Find the string "pathway" in the entries and copy each line that has it.

[[ STUDY MATERIAL, beginning ]]

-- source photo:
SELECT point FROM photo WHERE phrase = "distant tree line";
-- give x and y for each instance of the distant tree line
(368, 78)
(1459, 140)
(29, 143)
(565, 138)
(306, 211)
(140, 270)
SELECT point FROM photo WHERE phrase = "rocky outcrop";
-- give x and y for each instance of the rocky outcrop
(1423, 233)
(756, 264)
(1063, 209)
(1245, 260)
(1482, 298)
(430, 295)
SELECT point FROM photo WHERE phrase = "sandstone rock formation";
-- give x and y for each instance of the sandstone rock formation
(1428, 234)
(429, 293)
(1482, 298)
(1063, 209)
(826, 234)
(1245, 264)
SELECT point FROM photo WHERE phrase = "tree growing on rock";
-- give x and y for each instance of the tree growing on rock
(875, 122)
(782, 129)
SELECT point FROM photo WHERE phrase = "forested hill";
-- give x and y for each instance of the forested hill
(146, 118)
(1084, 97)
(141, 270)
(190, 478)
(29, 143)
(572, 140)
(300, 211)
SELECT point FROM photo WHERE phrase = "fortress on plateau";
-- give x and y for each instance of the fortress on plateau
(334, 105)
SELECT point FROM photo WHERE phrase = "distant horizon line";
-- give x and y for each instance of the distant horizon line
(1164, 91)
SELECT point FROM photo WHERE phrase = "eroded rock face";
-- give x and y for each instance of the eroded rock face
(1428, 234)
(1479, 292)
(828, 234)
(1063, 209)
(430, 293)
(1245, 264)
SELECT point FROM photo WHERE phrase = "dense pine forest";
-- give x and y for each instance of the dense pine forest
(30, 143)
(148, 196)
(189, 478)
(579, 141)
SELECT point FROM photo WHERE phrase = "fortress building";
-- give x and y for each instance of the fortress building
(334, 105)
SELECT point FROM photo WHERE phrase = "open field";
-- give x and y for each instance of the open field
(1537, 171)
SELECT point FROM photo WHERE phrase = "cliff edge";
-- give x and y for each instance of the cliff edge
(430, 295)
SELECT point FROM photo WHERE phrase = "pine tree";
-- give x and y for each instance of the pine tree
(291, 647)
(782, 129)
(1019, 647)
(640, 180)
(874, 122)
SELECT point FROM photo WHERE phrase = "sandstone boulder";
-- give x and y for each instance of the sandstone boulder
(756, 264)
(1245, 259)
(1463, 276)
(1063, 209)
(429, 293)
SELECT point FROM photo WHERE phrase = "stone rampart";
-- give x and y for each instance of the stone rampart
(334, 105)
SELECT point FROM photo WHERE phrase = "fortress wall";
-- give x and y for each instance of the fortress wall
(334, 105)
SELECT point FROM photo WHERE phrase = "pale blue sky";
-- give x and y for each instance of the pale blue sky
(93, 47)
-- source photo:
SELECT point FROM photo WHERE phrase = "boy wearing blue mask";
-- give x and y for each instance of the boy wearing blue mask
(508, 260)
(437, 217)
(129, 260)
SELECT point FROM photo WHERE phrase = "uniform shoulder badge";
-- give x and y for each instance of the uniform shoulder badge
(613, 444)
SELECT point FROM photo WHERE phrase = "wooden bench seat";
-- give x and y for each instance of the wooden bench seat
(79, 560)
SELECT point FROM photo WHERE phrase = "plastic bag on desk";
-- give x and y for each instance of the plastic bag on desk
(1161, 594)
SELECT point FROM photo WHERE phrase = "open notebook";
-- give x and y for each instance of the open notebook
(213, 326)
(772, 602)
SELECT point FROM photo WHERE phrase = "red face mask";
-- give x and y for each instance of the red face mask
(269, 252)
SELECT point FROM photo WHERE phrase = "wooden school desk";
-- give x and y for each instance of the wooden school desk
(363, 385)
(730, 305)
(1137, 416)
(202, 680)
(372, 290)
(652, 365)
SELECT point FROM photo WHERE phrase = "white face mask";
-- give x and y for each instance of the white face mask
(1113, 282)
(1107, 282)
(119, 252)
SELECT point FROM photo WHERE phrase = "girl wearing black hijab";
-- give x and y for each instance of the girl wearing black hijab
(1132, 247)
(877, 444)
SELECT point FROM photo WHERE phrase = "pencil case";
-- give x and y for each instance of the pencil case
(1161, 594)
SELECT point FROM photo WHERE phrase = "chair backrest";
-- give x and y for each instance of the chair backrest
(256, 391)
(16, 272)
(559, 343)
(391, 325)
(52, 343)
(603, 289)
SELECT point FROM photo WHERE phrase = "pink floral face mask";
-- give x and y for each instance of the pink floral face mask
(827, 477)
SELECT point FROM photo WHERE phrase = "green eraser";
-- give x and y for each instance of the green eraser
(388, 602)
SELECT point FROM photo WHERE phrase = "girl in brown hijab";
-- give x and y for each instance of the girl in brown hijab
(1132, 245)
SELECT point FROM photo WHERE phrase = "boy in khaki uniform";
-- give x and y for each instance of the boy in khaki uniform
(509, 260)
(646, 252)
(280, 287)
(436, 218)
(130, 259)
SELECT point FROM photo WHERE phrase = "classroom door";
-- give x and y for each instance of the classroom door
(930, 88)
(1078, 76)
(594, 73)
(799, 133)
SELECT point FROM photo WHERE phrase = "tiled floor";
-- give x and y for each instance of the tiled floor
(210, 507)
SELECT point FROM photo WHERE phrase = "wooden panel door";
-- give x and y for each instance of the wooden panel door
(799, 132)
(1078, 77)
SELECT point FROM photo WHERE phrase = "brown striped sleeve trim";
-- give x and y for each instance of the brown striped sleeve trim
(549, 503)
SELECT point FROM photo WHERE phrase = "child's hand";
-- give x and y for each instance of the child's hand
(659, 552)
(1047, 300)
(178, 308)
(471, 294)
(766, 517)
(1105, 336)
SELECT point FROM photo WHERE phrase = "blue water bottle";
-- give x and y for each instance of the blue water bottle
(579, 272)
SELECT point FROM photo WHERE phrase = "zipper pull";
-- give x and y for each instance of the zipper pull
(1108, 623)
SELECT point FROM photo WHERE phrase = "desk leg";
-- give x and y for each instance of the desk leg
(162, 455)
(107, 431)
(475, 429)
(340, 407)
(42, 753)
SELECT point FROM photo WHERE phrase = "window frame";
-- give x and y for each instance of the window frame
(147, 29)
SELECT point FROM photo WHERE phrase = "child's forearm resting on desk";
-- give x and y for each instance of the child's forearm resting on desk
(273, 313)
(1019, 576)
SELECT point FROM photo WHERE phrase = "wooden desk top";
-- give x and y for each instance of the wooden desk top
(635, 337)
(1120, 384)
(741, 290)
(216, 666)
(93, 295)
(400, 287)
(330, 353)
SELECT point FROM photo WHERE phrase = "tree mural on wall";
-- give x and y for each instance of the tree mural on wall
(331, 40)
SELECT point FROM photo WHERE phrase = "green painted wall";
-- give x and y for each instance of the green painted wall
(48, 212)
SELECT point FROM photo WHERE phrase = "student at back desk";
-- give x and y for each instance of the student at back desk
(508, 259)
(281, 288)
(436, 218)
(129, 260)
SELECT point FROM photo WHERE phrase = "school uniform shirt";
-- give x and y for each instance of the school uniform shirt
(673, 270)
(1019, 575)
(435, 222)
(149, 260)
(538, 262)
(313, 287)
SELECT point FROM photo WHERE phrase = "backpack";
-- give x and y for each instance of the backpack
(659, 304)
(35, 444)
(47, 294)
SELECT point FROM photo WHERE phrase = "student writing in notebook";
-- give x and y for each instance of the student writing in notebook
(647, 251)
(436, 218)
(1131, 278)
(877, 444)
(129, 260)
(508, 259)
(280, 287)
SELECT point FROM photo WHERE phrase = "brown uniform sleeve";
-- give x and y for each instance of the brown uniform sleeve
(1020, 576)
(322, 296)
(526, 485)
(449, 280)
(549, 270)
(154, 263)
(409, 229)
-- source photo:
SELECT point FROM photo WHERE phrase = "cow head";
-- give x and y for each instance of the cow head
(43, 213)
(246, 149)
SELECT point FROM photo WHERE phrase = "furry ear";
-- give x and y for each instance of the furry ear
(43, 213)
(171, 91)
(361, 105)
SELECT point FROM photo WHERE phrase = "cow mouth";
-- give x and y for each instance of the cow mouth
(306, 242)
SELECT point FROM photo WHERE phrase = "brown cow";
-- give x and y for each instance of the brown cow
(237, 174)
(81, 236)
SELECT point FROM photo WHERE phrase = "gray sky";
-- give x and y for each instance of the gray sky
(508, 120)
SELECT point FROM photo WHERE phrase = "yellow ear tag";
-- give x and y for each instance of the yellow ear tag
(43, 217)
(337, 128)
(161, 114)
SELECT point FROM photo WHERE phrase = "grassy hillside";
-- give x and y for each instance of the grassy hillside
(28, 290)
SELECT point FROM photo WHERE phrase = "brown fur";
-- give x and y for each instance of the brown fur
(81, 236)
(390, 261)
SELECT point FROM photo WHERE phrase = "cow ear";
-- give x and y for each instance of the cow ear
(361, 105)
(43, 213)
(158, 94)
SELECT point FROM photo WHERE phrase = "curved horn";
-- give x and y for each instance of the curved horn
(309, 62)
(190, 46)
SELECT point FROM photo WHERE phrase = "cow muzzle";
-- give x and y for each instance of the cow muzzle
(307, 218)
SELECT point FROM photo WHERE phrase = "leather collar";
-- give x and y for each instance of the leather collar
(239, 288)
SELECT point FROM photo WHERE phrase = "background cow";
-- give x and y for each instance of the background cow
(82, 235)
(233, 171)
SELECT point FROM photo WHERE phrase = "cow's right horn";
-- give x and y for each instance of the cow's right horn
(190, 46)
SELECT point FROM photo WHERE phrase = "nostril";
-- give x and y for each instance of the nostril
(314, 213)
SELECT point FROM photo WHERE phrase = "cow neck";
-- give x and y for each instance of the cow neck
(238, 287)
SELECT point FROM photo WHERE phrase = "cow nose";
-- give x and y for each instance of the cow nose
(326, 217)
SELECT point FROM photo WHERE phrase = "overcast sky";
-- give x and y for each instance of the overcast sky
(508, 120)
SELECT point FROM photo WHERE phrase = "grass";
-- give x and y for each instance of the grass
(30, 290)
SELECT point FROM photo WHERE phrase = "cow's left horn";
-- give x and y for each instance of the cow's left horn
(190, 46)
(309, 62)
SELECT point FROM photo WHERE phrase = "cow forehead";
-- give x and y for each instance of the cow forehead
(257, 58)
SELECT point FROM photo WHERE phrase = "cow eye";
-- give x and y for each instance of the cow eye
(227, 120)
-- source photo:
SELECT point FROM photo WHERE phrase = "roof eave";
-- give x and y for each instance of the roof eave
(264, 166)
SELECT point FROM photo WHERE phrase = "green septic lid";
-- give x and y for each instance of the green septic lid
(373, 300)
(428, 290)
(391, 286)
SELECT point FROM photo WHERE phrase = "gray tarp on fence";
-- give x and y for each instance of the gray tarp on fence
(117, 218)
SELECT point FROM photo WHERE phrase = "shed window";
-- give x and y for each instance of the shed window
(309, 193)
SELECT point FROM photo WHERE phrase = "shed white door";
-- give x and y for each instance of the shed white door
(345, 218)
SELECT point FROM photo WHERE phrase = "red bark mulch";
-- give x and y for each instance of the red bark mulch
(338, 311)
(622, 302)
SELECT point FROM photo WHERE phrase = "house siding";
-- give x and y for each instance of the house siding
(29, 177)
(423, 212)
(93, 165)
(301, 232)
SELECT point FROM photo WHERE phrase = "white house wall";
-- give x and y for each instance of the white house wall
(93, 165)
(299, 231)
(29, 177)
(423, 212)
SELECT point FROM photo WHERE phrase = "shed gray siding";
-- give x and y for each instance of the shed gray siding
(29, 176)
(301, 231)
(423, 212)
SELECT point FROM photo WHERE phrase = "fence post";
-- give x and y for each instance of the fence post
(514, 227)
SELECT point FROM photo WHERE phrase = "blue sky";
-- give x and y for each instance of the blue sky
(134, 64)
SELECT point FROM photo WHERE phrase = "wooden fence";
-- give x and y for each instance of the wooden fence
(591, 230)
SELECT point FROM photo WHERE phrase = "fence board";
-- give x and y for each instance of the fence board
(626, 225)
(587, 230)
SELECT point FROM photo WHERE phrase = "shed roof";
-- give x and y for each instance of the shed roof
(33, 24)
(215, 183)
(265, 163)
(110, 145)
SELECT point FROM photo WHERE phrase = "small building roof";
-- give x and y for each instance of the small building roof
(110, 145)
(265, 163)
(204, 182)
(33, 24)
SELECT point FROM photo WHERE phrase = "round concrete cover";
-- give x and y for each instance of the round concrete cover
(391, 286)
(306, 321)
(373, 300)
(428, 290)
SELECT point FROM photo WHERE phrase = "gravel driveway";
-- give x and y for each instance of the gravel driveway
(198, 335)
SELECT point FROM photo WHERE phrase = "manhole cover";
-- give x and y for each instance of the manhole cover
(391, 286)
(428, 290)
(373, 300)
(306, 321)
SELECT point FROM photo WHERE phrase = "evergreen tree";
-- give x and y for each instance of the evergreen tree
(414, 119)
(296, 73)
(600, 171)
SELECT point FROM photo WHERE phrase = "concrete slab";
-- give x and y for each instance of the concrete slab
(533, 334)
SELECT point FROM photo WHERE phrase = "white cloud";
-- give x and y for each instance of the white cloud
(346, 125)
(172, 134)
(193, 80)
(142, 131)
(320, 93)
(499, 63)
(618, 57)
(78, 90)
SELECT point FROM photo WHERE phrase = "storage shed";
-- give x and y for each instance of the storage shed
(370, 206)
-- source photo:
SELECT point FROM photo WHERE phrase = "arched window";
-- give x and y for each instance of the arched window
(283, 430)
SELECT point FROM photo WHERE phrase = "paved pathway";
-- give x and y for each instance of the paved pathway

[[ STUDY MATERIAL, end ]]

> [EXERCISE ANSWER]:
SELECT point FROM photo WHERE phrase = "paved pathway";
-- give x and y for each instance of the paved pathway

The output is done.